> **PROBLEM**: Extract each of the items below and reproduce every line word for word.

> **GIVEN INFORMATION**:
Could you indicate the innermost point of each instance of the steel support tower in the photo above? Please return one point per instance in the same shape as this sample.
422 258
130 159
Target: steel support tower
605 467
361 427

> **SOLUTION TO THE PROBLEM**:
Could you indicate the innermost point of each instance of the steel support tower in the photo above? Please return one point per instance in the same shape as this sample.
422 258
130 159
Target: steel support tower
605 467
361 427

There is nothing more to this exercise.